> _PASSAGE_
Maybe you are seeking help because you are having pain during intercourse and your significant other is becoming impatient. Maybe you are scared to leave the house for fear of leaking urine in public, so you have stopped your daily walks around the neighborhood for fear of running into a neighbor.

A women’s health physical therapist is someone who has extensive training and knowledge about issues directly related to women as they move through different stages of life.

Comprehensive Women’s Therapy

Effective non-surgical treatment for fecal and/or urinary stress and urge incontinence. Proven behavioral interventions include progressive pelvic floor muscle exercises, biofeedback and electrical stimulation. Patients are taught methods to reduce bladder irritability including the effects of diet on bladder control.

This treatment is effective for post-surgical recovery or for patients trying to avoid surgery. Currently, this treatment is available for both men and women.

Pain is often easily eliminated with flexibility, strengthening and postural exercise, including aquatic exercise, as well as body mechanics training. In the post-partum phase, as new mothers care for their infant, musculoskeletal problems may persist or worsen. These problems, specifically lower back pain, respond well to the conservative holistic approach of physical therapy.

> _RECORDED DATA_
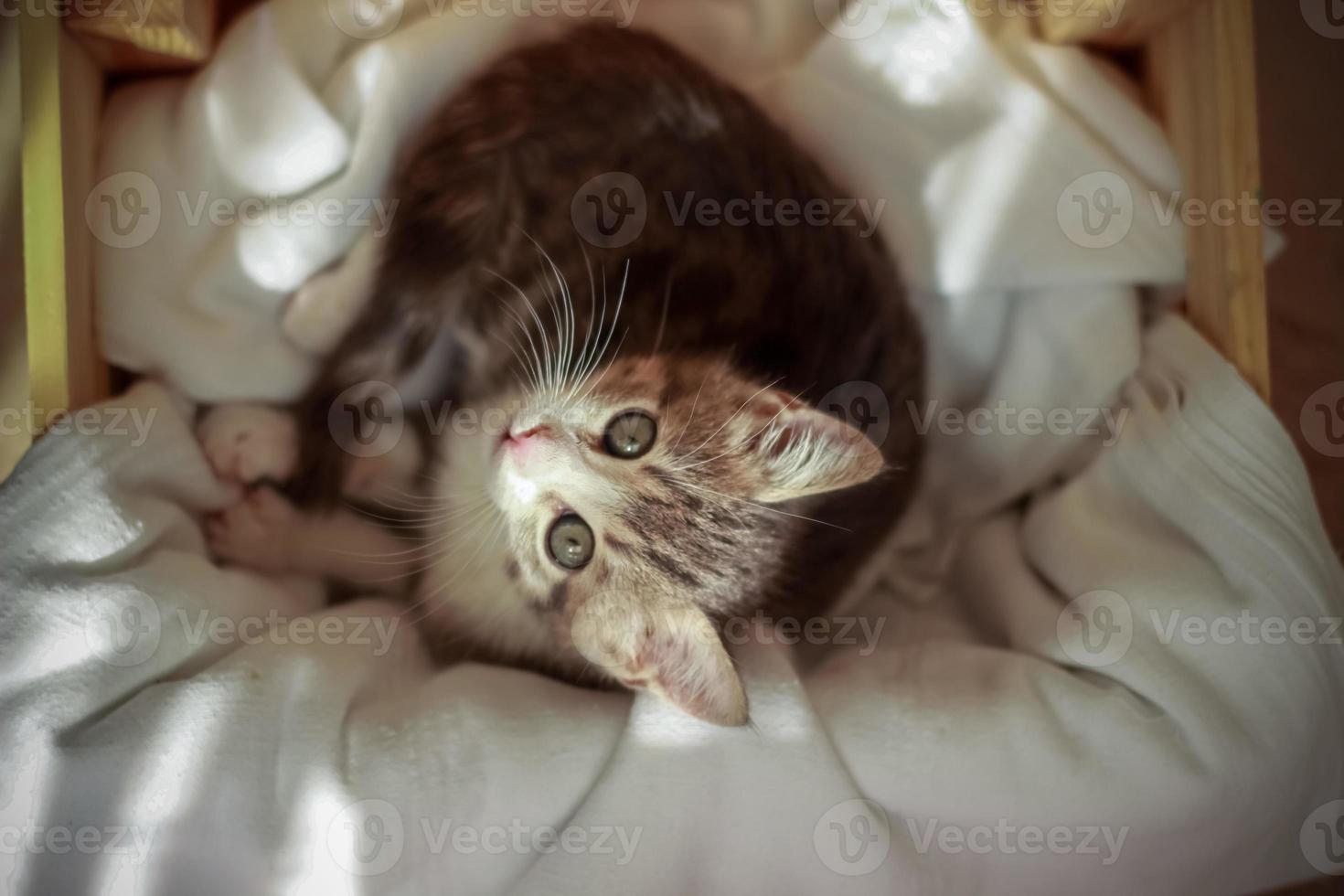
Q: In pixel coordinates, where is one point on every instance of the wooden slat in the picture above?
(60, 97)
(1201, 80)
(43, 211)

> _PROBLEM SET_
1. Do these statements agree with the women's health therapy passage? Answer yes or no for each, quoting the deciding words. (a) The incontinence treatment is offered only to women. (b) Biofeedback is named as one of the behavioral interventions. (c) Post-partum lower back pain responds poorly to physical therapy.
2. Can you resume the women's health therapy passage after its last sentence?

> _YOUR RESPONSES_
1.
(a) No: "Currently, this treatment is available for both men and women."
(b) Yes: "Proven behavioral interventions include progressive pelvic floor muscle exercises, biofeedback and electrical stimulation."
(c) No: "These problems, specifically lower back pain, respond well to the conservative holistic approach of physical therapy."

2.
Many women are unsure of how to exercise safely during and after pregnancy. A physical therapy consult includes a musculoskeletal evaluation and history of exercise, prescription of appropriate exercises and progression of exercises specific for each individual patient.

Menstrual cramps and discomfort can be relieved or eliminated with electrical stimulation, the use of ice or heat, and appropriate relaxation techniques and exercises.

Fibromyalgia Syndrome/Chronic Fatigue Immune Deficiency Syndrome are difficult syndromes to manage without the proper knowledge of effective self care techniques, non-irritating stretches and exercises, including aquatic exercise, proper nutrition, and pain management strategies. Patients undergo a complete musculoskeletal evaluation prior to treatment and exercise program. Progressive training in body mechanics, flexibility exercises and spine stabilization exercises help the patient to prevent/manage pain. The goal of treatment is independent management of symptoms by the patient.

Pelvic and abdominal pain can be effectively treated with conservative physical therapy techniques, once a physician determines that a patient is not a candidate for medical/surgical intervention. Pain is often caused by scar tissue, muscle spasms, flexibility and strength deficits, and muscle imbalances. A full musculoskeletal and pelvic floor evaluation by a physical therapist will determine the plan and course of treatment. Pelvic floor muscles and soft tissues are treated with ultrasound, electric stimulation, ice, scar mobilization, relaxation, strengthening, and biofeedback. Treatment also includes postural and body mechanics training, flexibility and strengthening exercises, and manual physical therapy.

Obstetric and Postpartum Musculoskeletal Pain Program/ Pregnancy Back School

Pain is often easily eliminated with flexibility, strengthening and postural exercise, including aquatic exercise, as well as body mechanics training. In the post-partum phase, as new mothers care for their infant, musculoskeletal problems may persist or worsen. These problems, specifically lower back pain, respond well to the conservative holistic approach of physical therapy.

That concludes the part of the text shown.